## EXERCISE PROMPT:
Everything from the line with "Annotation task — identify one point per instance of the blue" to the end of the data below must be returned exactly as it is, and nothing besides.

## DATA SECTION:

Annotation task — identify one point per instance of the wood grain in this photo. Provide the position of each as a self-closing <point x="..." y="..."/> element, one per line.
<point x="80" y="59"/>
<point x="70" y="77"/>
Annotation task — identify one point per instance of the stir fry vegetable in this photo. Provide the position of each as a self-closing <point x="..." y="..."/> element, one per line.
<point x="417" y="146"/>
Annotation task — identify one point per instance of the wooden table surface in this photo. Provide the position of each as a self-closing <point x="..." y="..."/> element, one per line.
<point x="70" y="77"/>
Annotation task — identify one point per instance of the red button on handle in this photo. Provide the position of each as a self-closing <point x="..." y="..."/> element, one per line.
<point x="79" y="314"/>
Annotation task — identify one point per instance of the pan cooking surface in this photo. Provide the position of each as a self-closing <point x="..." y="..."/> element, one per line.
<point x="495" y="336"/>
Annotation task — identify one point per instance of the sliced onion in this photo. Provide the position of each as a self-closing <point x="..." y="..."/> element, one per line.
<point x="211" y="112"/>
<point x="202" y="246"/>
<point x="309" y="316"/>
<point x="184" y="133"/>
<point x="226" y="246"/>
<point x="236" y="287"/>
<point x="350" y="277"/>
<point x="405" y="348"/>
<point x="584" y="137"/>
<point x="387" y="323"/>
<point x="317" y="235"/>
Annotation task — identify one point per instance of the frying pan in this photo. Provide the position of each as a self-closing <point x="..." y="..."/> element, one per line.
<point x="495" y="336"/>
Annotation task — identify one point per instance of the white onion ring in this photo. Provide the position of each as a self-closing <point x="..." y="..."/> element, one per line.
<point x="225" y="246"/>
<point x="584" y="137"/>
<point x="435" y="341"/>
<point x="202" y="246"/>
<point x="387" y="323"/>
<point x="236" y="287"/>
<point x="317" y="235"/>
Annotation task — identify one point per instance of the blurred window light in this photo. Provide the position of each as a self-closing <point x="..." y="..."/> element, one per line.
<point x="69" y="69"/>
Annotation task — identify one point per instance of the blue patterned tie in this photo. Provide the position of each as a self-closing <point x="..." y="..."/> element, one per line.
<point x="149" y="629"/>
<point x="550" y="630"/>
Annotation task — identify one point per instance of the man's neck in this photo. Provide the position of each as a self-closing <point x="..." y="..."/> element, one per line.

## TASK RESPONSE:
Annotation task — identify one point per instance of the blue patterned tie in this photo. Provide the position of each as a self-closing <point x="..." y="..."/> element, one per line.
<point x="149" y="629"/>
<point x="550" y="630"/>
Annotation task — identify one point per instance of the man's neck in this photo. Provide the position of each as a self-closing <point x="..." y="..."/> element, one per line.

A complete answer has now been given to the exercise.